# Tasks and exercises
1 - From the passage on Les enfants terribles, list the elements that make up the story's "primal mix."
2 - Using the passage on Les enfants terribles, explain why the image of living statues suits this film.
3 - Transcribe everything in the passage on Les enfants terribles from "Living statues are" down to "its psychological acuity.".

# Provided passage
=-=-=-=-=
Les enfants terribles
1950, directed by Jean-Pierre Melville
Toward the end of Les enfants terribles when Paul and Élizabeth discuss the return of Agathe and Gérard, the shot sequence breaks a cardinal rule of film editing. The passage cuts back and forth between brother and sister, always showing the character who is not speaking. After seven shots of their motionless faces, the eighth shot settles on the mustachioed bust that has decorated their room since the old apartment. This last shot defines the effect of the first seven – the sequence has effectively turned Paul and Élizabeth into living statues.
Living statues are a trademark of the film’s writer Jean Cocteau, who put them in his own films The Blood of a Poet and Beauty and the Beast. The image is also fitting because classical statuary evokes ancient Greece, like so much else in Les enfants terribles – the tragic plot, the chorus-like voice-over, Élizabeth’s attempt to cultivate a “Greek profile” with a clothespin on her nose. The actors appear to be cast for their adherence to ancient Greek standards of beauty, and the story is a primal mix of incest, bisexuality, love, betrayal, and revenge. The movie is about as close as cinema gets to ancient Greek drama, which is surely no accident. While Jean-Pierre Melville was adapting this novel of Cocteau’s, Cocteau was filming the Greek legend of Orpheus. What’s most Greek about this film however is its psychological acuity.
=-=-=-=-=
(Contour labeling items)
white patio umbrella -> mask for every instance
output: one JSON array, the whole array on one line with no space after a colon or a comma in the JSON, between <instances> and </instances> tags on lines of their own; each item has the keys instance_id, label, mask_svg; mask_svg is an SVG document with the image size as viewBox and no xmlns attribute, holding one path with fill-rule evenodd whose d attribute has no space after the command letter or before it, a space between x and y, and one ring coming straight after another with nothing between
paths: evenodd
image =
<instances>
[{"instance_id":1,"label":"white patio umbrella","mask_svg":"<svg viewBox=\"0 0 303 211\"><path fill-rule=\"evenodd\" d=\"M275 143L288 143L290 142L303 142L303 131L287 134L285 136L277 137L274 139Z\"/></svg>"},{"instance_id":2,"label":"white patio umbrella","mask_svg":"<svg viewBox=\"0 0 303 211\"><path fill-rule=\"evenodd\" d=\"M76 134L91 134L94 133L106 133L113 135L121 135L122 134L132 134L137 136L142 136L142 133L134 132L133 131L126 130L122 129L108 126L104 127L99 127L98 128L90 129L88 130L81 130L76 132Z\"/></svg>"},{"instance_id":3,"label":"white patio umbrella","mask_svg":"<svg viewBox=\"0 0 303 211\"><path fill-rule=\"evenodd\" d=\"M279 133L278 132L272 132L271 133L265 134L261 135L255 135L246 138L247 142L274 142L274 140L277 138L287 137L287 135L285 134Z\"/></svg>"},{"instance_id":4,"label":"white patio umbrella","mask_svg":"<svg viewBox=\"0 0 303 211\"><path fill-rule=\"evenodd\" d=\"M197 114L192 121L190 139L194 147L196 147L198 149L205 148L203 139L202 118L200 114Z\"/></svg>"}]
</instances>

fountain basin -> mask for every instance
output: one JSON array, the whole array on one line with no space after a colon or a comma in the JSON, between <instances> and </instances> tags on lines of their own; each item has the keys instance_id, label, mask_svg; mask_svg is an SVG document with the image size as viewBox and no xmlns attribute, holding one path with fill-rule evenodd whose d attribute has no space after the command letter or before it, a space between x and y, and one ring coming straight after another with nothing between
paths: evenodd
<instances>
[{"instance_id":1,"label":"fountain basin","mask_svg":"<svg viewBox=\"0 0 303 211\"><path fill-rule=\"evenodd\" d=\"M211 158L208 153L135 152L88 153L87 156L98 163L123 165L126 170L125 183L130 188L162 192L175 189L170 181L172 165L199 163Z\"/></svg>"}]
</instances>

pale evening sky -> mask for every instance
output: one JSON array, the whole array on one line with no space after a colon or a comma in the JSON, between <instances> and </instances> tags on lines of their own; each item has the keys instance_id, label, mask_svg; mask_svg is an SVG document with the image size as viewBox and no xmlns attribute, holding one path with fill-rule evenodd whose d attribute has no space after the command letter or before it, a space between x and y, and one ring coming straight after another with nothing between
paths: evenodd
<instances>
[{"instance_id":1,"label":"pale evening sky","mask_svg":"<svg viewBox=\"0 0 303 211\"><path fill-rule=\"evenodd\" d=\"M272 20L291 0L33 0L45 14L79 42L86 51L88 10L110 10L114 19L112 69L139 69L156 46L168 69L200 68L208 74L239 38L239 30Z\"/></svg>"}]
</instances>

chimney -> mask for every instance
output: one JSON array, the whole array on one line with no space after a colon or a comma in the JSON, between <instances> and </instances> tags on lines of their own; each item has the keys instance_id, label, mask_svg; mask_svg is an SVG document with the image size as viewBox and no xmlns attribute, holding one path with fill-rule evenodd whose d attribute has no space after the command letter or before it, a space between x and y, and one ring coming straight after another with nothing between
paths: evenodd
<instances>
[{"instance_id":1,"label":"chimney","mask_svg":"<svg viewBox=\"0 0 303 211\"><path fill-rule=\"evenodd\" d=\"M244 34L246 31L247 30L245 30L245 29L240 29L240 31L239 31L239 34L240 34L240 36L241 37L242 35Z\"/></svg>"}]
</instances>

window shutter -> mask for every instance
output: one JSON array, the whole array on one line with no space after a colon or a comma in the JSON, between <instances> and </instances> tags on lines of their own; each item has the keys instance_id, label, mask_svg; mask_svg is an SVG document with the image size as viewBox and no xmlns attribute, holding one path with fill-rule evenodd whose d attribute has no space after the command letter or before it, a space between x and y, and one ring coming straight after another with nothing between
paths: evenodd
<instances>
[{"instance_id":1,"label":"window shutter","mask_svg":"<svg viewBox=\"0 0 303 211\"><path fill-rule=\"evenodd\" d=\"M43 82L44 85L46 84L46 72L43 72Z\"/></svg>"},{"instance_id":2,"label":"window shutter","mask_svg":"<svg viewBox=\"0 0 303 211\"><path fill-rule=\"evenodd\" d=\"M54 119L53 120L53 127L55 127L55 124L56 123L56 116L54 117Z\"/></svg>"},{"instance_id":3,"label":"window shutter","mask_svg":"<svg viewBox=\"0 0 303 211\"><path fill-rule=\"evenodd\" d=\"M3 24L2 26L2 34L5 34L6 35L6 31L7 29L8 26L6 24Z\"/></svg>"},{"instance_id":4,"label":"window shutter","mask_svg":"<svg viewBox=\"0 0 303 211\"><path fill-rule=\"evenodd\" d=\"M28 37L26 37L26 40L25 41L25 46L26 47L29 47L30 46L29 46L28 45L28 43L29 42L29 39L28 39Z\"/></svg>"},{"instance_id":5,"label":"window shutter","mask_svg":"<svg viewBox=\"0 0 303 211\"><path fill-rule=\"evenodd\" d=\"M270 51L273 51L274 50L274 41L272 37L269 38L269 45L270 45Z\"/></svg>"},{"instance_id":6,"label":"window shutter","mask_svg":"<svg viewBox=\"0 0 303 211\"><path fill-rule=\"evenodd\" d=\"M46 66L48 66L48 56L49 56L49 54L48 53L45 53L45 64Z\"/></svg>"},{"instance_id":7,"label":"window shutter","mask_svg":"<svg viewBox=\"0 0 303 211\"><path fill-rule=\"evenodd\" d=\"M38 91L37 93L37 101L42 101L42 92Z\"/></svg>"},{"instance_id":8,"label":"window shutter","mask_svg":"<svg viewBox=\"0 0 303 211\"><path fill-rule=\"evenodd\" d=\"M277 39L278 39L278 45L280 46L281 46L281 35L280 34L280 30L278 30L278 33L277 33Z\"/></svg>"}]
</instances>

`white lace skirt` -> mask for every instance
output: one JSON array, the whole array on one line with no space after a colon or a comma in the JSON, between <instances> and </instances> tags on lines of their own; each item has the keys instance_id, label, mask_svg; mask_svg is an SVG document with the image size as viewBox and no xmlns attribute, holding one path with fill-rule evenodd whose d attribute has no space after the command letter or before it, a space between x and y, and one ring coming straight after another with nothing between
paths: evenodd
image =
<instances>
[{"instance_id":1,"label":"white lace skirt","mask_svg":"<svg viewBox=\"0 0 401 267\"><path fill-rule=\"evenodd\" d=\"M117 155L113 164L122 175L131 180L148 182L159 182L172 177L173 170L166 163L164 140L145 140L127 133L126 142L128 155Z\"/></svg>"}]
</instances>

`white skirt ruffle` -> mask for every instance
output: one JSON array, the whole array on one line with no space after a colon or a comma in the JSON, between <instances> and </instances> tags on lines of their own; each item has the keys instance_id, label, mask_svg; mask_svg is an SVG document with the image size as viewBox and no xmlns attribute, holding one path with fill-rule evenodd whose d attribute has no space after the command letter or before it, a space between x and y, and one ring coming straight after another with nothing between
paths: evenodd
=-=-=-=-=
# Expected outputs
1 - Incest, bisexuality, love, betrayal, and revenge.

2 - Living statues are a trademark of the film's writer, Jean Cocteau. The image also fits because classical statuary evokes ancient Greece, as much else in the film does, including the tragic plot, the chorus-like voice-over, and Élizabeth's attempt to cultivate a "Greek profile."

3 -
Living statues are a trademark of the film’s writer Jean Cocteau, who put them in his own films The Blood of a Poet and Beauty and the Beast. The image is also fitting because classical statuary evokes ancient Greece, like so much else in Les enfants terribles – the tragic plot, the chorus-like voice-over, Élizabeth’s attempt to cultivate a “Greek profile” with a clothespin on her nose. The actors appear to be cast for their adherence to ancient Greek standards of beauty, and the story is a primal mix of incest, bisexuality, love, betrayal, and revenge. The movie is about as close as cinema gets to ancient Greek drama, which is surely no accident. While Jean-Pierre Melville was adapting this novel of Cocteau’s, Cocteau was filming the Greek legend of Orpheus. What’s most Greek about this film however is its psychological acuity.